• _Instructions to follow_:
From the entries that follow, copy exactly the lines beginning at the line holding "In the photo above, each instance of the open" and continuing through the line holding "In the photo above, each instance of the green".

• _Data shown_:
··········

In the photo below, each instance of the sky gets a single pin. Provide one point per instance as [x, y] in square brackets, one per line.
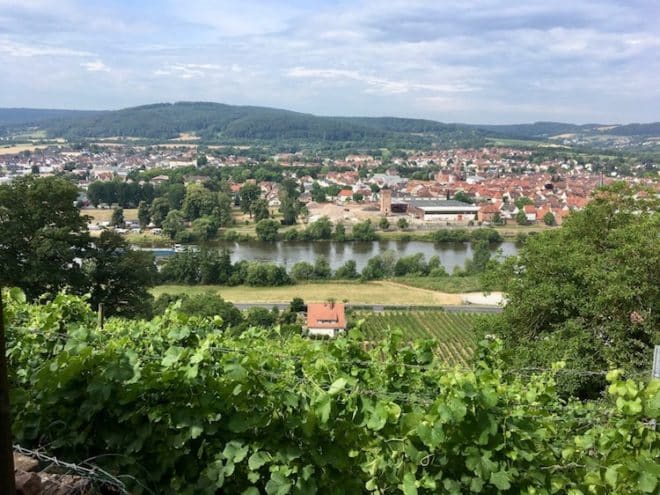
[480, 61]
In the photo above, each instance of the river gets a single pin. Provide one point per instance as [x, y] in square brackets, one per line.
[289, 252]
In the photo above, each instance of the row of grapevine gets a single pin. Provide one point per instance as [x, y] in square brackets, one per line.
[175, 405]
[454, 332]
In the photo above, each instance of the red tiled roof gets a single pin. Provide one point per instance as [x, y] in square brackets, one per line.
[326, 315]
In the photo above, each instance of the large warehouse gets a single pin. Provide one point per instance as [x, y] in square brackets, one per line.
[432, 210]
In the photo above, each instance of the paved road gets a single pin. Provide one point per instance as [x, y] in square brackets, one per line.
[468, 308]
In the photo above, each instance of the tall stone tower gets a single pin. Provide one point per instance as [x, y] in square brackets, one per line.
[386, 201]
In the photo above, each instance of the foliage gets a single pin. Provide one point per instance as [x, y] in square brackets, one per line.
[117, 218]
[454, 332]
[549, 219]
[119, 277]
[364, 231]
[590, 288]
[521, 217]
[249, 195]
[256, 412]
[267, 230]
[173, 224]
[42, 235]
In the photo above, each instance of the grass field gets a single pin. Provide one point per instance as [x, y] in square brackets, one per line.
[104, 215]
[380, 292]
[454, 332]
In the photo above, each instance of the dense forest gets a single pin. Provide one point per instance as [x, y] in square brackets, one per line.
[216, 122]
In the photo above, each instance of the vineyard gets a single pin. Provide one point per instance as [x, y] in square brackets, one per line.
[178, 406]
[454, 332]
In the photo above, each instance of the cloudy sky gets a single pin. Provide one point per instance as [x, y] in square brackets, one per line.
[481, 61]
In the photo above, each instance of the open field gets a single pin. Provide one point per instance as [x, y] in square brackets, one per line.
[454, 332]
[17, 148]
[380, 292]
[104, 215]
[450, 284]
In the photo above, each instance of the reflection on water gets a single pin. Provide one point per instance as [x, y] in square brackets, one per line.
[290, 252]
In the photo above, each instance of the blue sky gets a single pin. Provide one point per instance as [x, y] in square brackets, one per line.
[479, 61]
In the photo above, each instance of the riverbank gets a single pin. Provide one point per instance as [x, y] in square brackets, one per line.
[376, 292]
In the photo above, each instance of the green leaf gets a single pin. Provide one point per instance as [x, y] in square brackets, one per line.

··········

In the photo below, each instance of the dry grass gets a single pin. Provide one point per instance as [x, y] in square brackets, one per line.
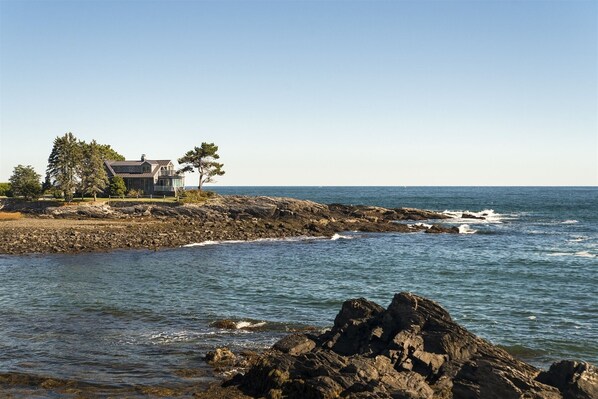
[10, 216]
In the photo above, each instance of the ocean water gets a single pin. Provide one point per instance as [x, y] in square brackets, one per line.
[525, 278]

··········

• _Exercise solution_:
In the photo above, each instance of the open field gets a single pin. Provide one point per instance as [x, y] in square brackets, one per line.
[454, 332]
[17, 148]
[380, 292]
[104, 215]
[450, 284]
In the photo above, each instance of the reflection on water gets a single pin. Provide one point per instance as [x, y] in square brackets, one per line.
[290, 252]
In the photo above, each instance of the blue sky gets a single pin. Provide one point per instance as [x, y] in square brackets, one per line.
[479, 61]
In the photo above, each instance of the riverbank gets a single pin. Provide one point per instance as [x, y] in square brackets, one per line.
[376, 292]
In the photo above, each instance of the green leaf gets a single pin. Provide one point per instance as [x, y] in square brackets, one per line.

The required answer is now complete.